(Task instructions): In the entries below, which lines run from the one containing "Mark the region of every instance of the entire" to the one containing "outline --target=long flat"? Copy exactly those lines, ends included, and no others.

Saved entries
-----

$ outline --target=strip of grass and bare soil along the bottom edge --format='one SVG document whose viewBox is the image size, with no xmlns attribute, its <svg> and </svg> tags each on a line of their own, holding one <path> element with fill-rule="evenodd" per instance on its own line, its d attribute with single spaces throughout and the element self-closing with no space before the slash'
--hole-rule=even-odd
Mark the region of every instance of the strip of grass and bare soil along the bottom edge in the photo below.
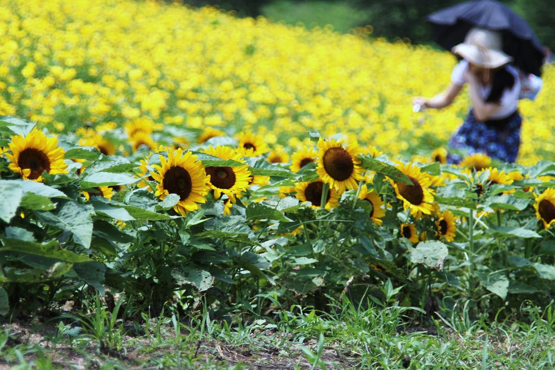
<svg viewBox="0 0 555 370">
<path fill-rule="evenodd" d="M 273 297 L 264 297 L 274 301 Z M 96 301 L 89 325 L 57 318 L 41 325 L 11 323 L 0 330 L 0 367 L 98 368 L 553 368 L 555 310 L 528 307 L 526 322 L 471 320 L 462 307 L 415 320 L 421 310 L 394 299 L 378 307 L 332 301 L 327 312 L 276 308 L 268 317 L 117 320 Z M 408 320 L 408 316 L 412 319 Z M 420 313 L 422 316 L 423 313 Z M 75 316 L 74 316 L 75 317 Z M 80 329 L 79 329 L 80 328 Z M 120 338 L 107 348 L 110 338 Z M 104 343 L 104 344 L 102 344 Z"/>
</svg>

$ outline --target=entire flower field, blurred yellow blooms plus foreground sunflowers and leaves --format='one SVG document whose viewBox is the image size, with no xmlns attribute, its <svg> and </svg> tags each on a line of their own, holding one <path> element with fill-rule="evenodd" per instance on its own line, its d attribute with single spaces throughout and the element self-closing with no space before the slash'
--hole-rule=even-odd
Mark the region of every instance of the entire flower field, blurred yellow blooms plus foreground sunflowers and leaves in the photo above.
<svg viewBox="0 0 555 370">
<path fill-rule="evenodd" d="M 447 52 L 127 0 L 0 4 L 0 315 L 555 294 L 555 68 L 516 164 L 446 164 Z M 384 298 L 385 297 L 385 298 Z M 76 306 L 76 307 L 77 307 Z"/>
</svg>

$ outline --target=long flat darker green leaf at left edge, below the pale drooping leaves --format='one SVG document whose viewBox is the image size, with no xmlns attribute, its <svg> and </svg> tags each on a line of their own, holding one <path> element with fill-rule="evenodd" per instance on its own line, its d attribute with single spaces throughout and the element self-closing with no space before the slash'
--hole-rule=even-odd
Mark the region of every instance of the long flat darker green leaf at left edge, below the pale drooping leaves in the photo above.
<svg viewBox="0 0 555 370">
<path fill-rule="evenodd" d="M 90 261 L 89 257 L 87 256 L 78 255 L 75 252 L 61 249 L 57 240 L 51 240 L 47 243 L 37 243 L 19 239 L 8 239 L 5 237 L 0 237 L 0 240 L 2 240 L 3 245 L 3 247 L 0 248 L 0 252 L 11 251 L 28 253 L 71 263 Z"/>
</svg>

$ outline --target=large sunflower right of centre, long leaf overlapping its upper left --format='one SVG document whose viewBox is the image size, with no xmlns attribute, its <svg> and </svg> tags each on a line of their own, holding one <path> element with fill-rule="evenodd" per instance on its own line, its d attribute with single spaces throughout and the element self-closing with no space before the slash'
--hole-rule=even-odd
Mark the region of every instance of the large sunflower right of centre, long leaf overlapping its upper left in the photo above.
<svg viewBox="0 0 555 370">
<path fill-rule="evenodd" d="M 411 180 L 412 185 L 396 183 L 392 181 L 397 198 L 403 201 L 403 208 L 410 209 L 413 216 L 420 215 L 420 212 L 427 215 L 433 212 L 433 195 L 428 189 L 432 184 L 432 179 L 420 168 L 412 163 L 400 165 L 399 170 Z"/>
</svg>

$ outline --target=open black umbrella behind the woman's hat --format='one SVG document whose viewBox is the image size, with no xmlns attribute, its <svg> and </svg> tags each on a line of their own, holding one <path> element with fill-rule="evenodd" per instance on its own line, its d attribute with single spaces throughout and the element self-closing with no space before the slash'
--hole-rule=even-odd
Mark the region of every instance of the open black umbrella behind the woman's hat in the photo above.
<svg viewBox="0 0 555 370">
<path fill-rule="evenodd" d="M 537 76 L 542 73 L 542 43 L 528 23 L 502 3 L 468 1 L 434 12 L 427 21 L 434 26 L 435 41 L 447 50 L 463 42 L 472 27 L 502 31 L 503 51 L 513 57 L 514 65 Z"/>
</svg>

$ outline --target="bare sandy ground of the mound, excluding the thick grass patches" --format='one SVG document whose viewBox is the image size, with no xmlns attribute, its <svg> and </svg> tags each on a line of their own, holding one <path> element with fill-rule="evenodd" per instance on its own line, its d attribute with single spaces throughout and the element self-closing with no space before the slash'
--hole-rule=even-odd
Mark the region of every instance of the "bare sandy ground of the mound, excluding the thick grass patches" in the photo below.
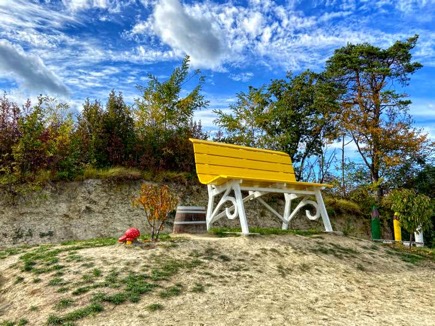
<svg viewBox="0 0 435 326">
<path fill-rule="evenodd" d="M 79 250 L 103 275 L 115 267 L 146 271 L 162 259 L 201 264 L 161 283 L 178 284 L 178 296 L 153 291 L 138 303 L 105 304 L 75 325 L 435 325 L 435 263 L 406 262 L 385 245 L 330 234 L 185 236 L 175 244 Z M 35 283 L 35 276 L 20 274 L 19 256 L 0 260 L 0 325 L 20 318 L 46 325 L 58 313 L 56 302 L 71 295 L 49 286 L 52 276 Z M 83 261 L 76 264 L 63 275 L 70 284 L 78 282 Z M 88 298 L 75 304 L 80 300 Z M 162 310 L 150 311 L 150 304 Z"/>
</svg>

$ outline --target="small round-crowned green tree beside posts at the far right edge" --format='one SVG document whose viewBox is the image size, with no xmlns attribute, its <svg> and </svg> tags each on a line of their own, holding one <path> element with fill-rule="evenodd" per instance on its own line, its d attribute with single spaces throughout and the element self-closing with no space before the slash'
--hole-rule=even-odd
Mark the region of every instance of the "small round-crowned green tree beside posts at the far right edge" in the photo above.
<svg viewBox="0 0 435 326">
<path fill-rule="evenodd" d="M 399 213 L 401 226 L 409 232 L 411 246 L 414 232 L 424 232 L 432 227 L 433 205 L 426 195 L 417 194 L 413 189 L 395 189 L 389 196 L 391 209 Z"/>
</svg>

-----

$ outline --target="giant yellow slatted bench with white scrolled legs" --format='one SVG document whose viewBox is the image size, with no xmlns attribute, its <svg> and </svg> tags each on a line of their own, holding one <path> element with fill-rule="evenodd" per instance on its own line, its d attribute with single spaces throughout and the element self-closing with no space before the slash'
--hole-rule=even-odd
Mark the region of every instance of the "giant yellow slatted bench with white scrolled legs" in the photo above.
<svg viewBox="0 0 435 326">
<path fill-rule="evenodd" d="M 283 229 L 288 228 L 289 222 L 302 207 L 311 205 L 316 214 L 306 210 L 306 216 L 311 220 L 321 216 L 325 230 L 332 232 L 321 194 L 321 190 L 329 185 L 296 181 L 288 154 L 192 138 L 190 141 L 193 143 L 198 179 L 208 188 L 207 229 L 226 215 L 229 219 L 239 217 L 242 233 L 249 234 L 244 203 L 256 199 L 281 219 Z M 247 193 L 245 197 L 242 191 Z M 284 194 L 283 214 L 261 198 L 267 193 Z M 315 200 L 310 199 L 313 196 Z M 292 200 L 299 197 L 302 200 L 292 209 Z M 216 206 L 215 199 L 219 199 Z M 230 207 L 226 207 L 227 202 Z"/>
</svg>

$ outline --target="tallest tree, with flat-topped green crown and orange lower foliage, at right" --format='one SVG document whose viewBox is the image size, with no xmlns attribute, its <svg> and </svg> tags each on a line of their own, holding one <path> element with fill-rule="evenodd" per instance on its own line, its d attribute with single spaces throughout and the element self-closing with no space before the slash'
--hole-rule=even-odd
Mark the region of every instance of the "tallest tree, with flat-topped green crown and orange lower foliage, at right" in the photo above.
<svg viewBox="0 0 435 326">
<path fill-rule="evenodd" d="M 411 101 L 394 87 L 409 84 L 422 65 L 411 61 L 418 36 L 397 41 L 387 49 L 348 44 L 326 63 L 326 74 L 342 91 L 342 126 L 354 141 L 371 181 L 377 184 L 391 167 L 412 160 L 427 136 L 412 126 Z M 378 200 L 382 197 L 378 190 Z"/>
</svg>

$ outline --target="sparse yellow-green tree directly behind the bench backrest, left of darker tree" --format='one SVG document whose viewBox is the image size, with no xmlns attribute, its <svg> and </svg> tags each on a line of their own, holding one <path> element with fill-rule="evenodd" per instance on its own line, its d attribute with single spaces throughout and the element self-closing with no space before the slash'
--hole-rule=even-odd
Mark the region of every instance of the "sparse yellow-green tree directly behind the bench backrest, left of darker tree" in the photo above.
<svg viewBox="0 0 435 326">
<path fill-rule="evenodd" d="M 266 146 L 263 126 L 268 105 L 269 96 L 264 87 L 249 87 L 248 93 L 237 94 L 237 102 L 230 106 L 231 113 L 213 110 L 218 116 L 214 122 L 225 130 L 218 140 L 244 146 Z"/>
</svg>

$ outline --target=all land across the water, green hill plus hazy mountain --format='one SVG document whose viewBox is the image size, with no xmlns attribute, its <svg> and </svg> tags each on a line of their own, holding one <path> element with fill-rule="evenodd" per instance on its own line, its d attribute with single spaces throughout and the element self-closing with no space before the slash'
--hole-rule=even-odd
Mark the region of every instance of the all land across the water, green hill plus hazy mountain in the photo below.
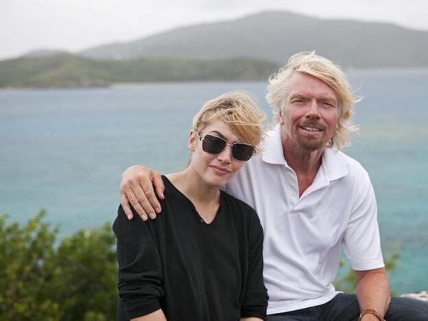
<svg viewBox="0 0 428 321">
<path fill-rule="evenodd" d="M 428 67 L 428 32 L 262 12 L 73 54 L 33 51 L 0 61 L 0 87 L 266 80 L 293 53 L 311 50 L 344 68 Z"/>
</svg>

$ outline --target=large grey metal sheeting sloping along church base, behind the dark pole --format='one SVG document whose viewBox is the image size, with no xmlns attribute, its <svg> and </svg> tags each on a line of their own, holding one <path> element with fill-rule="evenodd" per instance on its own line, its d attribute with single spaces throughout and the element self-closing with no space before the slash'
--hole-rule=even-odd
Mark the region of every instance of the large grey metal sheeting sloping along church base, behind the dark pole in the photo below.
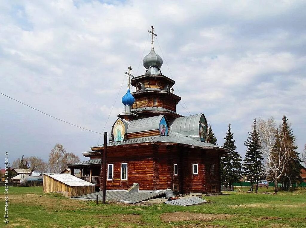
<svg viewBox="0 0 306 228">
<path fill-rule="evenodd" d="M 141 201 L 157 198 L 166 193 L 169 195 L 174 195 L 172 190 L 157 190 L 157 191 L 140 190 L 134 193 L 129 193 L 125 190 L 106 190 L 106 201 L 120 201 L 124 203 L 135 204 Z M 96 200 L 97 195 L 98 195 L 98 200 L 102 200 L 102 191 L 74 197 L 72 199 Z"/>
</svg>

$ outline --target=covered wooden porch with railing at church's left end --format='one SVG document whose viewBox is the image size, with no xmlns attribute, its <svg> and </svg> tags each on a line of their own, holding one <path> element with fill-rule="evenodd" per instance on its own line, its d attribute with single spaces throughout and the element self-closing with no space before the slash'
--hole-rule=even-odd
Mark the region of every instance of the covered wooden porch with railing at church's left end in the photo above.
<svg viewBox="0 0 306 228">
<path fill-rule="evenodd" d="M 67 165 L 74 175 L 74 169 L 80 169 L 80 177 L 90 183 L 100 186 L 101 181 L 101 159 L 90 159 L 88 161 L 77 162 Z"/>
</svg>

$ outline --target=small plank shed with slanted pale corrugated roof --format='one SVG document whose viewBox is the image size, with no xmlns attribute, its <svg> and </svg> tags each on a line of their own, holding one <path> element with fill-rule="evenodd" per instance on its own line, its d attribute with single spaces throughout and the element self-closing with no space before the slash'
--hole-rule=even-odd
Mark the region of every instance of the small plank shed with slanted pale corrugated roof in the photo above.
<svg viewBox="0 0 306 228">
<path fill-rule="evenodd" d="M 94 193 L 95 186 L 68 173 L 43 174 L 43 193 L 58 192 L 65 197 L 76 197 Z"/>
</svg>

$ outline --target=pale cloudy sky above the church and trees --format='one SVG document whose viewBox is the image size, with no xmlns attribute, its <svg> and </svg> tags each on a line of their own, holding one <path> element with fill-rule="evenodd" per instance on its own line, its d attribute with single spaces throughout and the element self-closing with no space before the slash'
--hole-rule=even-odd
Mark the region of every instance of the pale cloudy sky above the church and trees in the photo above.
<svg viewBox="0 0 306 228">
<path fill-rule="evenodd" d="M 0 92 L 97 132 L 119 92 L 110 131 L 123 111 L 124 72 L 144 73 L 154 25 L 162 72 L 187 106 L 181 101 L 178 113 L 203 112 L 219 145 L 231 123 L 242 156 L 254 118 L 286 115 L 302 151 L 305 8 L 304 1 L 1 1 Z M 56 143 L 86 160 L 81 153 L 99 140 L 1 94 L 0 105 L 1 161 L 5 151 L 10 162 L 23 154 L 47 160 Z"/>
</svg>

-----

(Task answer):
Mark the region of every instance of the entire flower field, blurred yellow blooms plus foreground sunflowers and leaves in the photo above.
<svg viewBox="0 0 555 370">
<path fill-rule="evenodd" d="M 447 52 L 127 0 L 0 4 L 0 315 L 555 294 L 555 68 L 516 164 L 446 164 Z M 384 298 L 385 297 L 385 298 Z M 76 306 L 76 307 L 77 307 Z"/>
</svg>

$ outline --target=long flat darker green leaf at left edge, below the pale drooping leaves --format='one SVG document whose viewBox is the image size, with no xmlns attribute, its <svg> and </svg> tags each on a line of their own, holding one <path> element with fill-rule="evenodd" per instance on its own line, its d attribute with single spaces throughout and the element self-closing with no space before the slash'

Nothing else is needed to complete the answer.